Attività da svolgere =
• a. Nel testo sull'appalto delle lotterie nazionali, quale norma invoca l'I.F.I. per chiedere la revisione del compenso pattuito?
• b. Prosegui il testo sull'appalto delle lotterie nazionali a partire dalla sua ultima frase.

L’assunzione del rischio supplementare può formare oggetto di un’espressa pattuizione, ma può anche risultare per implicito dal regolamento convenzionale che le parti hanno dato al rapporto e dal modo in cui hanno strutturato le loro obbligazioni; e l’accertamento in concreto della detta volontà, attraverso l’interpretazione delle clausole contrattuali, costituisce un’indagine di fatto riservata al giudice del merito, ed incensurabile in sede di legittimità se esente da errori di diritto e da vizi logici.

Nella specie, in ordine al contratto intervenuto con l’Amministrazione delle Finanze avente ad oggetto la pubblicità, distribuzione e vendita dei biglietti delle lotterie nazionali, l’I.F.I. ha chiesto la revisione del compenso pattuito deducendo un sopravvenuto imprevedibile aumento dei costi di gestione e organizzazione del servizio, ed invocando al detto fine il disposto dell’art. 1664, primo comma, c.c.

La Corte d’appello ha convenuto sulla qualificazione del rapporto come appalto di diritto privato e non, come invece sostenuto dall’Amministrazione, di concessione amministrativa, ed ha correttamente affermato la natura commutativa del contratto di appalto nella sua configurazione tipica. Ha escluso però che nella specie l’appaltatore potesse far valere l’invocato diritto alla revisione del prezzo, in quanto con le clausole che stabilivano per l’I.F.I. l’obbligo di garantire all’Amministrazione per ogni lotteria un incasso corrispondente ad un numero minimo di biglietti venduti, ed il pagamento di un minino di massa premi, le parti avevano inteso rendere aleatorio il contratto, e l’I.F.I. in sostanza aveva assunto a proprio carico il rischio delle dedotte sopravvenienze.

Premesso che non vi è contestazione sul contenuto delle predette clausole, pienamente logiche e congruenti si presentano le implicazioni e le conclusioni che la Corte di merito ne ha tratto.

Le lotterie nazionali, di cui lo Stato si riserva il monopolio, non costituiscono propriamente un servizio pubblico, ma sono soltanto mezzi di reperimento di entrate, ed il minimo garantito di biglietti venduti cui si impegnava l’assuntore del servizio di pubblicità, distribuzione e vendita, serviva semplicemente ad assicurare allo Stato un’entrata minima netta corrispondente al prezzo dei biglietti depurato delle percentuali forfettariamente predeterminate a favore dell’appaltatore a titolo di compenso, e comprensive di tutti gli oneri e costi del servizio. E certamente incompatibile con tale impegno sarebbe stata la facoltà dell’appaltatore di far valere asseriti aumenti di costi per ottenere una revisione (id est: aumento) del compenso, che correlativamente e necessariamente sarebbe andata ad incidere sull’ammontare dell’incasso minimo assicurato contrattualmente allo Stato dalla vendita di quel numero di biglietti.

Dati registrati =

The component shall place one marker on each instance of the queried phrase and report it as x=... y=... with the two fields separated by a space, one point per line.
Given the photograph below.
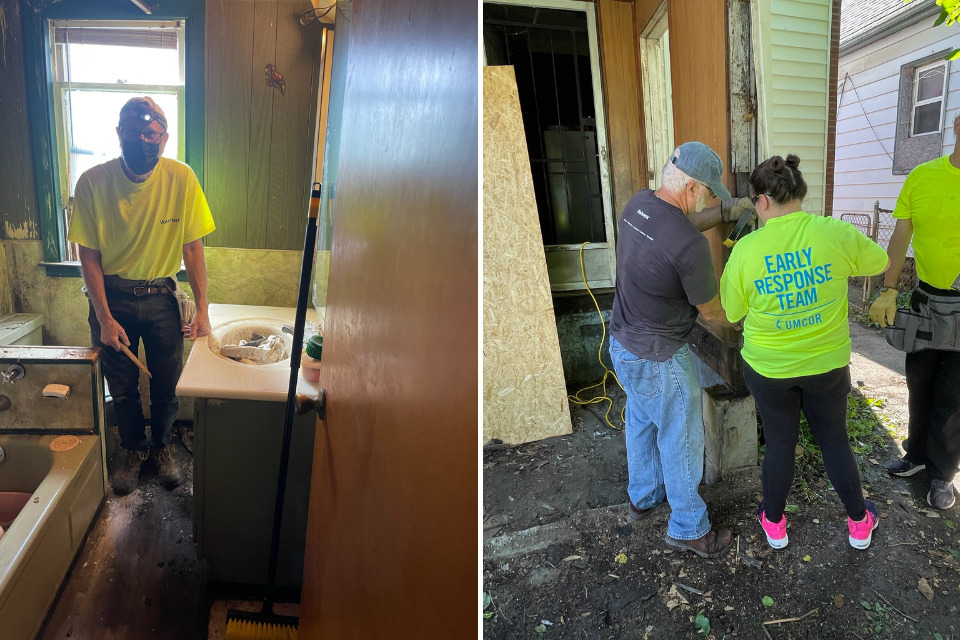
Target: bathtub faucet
x=13 y=373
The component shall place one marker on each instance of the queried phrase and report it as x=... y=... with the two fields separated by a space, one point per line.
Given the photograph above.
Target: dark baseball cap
x=141 y=111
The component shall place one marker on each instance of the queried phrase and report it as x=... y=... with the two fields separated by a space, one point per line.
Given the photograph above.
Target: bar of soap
x=56 y=391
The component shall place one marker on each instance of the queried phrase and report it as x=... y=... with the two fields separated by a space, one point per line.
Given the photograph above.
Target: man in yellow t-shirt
x=928 y=211
x=135 y=219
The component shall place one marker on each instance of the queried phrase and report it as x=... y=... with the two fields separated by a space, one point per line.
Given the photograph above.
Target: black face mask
x=141 y=157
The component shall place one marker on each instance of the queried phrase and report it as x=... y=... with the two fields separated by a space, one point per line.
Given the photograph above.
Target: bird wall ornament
x=274 y=78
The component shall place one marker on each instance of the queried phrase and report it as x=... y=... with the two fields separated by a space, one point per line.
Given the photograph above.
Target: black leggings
x=823 y=398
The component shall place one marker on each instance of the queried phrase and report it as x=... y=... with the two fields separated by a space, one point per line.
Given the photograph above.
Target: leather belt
x=138 y=287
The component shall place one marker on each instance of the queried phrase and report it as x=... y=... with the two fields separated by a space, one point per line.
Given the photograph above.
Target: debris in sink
x=258 y=350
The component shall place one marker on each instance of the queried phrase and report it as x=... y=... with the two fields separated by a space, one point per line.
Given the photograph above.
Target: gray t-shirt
x=664 y=269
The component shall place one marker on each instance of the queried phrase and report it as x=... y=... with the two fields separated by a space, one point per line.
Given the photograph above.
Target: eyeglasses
x=148 y=135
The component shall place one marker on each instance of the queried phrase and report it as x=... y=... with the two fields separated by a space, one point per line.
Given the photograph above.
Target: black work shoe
x=710 y=545
x=168 y=469
x=903 y=468
x=127 y=477
x=941 y=495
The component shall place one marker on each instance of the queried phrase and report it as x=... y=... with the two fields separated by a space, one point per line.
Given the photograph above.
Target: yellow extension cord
x=575 y=398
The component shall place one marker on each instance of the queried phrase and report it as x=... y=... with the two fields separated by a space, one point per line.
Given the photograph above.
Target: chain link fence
x=878 y=226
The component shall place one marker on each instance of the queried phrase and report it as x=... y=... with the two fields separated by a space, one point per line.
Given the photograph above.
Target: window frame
x=909 y=151
x=914 y=103
x=61 y=84
x=36 y=20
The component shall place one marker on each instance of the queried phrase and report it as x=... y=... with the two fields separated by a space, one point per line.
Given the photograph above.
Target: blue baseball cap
x=702 y=163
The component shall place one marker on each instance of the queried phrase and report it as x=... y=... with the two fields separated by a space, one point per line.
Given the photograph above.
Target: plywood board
x=524 y=396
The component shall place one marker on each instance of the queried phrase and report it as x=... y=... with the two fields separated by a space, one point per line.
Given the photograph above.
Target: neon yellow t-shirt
x=139 y=229
x=930 y=198
x=789 y=279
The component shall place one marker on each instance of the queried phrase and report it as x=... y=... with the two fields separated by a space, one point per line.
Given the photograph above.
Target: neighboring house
x=897 y=98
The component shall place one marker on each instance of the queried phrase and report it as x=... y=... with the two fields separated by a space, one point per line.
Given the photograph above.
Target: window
x=97 y=67
x=51 y=153
x=928 y=98
x=919 y=126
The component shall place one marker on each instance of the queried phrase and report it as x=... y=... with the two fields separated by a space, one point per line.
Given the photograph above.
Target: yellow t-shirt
x=930 y=198
x=139 y=229
x=789 y=279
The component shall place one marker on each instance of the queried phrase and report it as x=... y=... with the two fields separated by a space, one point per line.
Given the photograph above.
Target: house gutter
x=892 y=25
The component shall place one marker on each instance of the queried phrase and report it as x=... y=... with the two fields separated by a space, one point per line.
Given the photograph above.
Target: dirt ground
x=563 y=559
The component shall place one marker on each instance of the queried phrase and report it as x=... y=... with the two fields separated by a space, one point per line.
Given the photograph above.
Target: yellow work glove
x=732 y=208
x=884 y=308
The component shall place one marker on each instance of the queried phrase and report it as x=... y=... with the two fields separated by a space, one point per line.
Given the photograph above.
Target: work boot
x=127 y=477
x=710 y=545
x=168 y=469
x=903 y=468
x=941 y=495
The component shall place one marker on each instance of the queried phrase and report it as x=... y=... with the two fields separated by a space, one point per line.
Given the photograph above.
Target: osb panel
x=524 y=397
x=698 y=67
x=621 y=87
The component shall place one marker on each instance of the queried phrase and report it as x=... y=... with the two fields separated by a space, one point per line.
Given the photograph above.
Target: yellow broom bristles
x=246 y=630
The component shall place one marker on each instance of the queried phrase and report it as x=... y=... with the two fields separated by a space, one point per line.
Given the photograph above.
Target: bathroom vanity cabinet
x=237 y=446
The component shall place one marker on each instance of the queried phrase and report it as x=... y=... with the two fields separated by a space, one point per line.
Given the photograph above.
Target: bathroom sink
x=207 y=374
x=236 y=332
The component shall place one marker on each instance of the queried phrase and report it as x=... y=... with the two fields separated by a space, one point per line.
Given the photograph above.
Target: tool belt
x=114 y=283
x=931 y=322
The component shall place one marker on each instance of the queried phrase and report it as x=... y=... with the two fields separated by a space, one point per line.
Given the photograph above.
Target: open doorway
x=552 y=45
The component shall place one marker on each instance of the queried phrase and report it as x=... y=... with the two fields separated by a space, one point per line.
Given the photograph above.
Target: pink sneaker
x=776 y=531
x=861 y=533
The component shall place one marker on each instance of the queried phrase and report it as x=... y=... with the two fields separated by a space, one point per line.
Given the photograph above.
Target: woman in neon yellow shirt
x=788 y=282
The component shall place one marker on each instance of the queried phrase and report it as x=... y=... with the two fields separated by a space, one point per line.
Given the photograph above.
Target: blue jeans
x=664 y=436
x=155 y=319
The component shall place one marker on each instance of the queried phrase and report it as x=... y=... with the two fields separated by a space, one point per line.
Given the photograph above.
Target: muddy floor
x=564 y=559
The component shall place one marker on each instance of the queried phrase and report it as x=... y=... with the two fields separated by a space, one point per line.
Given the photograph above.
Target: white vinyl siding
x=863 y=170
x=792 y=53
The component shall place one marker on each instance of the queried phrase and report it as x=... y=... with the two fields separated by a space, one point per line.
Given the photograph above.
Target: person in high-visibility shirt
x=928 y=211
x=135 y=218
x=787 y=281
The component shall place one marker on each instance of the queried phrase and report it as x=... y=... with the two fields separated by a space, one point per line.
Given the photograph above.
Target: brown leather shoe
x=709 y=546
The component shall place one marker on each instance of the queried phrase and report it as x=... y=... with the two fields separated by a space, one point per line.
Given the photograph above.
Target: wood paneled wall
x=260 y=142
x=18 y=184
x=701 y=104
x=621 y=93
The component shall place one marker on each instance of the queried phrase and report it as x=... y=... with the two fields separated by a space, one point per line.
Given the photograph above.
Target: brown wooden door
x=392 y=538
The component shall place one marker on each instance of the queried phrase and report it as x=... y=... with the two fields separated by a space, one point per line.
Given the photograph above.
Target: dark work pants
x=823 y=399
x=154 y=319
x=933 y=382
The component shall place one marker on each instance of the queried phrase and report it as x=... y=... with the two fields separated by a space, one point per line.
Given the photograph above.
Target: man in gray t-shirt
x=664 y=279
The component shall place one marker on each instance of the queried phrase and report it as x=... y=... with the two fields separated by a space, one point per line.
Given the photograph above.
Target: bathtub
x=37 y=550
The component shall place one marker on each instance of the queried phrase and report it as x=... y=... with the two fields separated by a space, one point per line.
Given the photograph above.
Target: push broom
x=265 y=624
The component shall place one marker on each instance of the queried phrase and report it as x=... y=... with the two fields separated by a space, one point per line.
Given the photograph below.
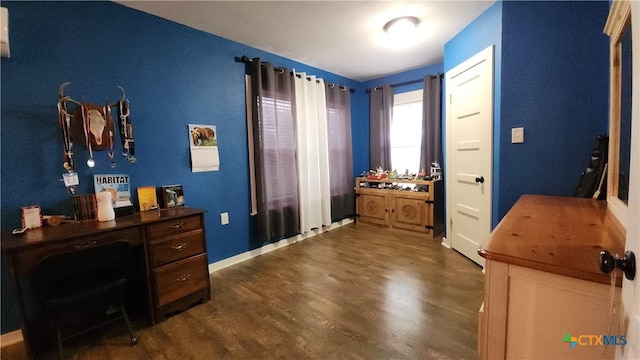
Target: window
x=406 y=132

Risultati dell'esercizio =
• a. L'art. 1664, primo comma, c.c.

• b.
Evidentemente irrilevante è il modo in cui era prevista la realizzazione del minimo garantito (in particolare acquisto diretto da parte dell’I.F.I. dei biglietti eventualmente necessari), mentre nessuna incompatibilità con le indicate conclusioni della Corte d’appello presentano le altre clausole richiamate dal ricorrente che prevedono la possibilità di modificare le condizioni del contratto per altre e diverse sopravvenienze specificamente indicate (mutamento dell’abbinamento delle varie lotterie con le manifestazioni programmate, aumento del prezzo dei biglietti, e così via).

Il riscontro dell’adeguatezza e della congruità della motivazione della sentenza impugnata è di per sé sufficiente a determinare il rigetto del ricorso principale, la ricostruzione della volontà delle parti di un contratto attraverso l’interpretazione delle clausole relative essendo compito esclusivo del giudice del merito, non censurabile in cassazione quando sia assolto l’obbligo della motivazione.

Il ricorso incidentale, con il quale l’Amministrazione contesta la qualificazione data al rapporto dalla Corte d’appello, rimane assorbito essendo stato proposto in forma condizionata.

Il ricorrente principale, in ragione della sua soccombenza, deve essere condannato al pagamento delle spese del giudizio di cassazione, che si liquidano come in dispositivo.

 P.Q.M.

La Corte di Cassazione, riuniti i ricorsi, rigetta il ricorso principale e dichiara assorbito il ricorso incidentale; condanna il ricorrente principale al pagamento delle spese del giudizio di cassazione, che liquida in L. […] di cui L. 5.000.000 per onorari.

[Omissis].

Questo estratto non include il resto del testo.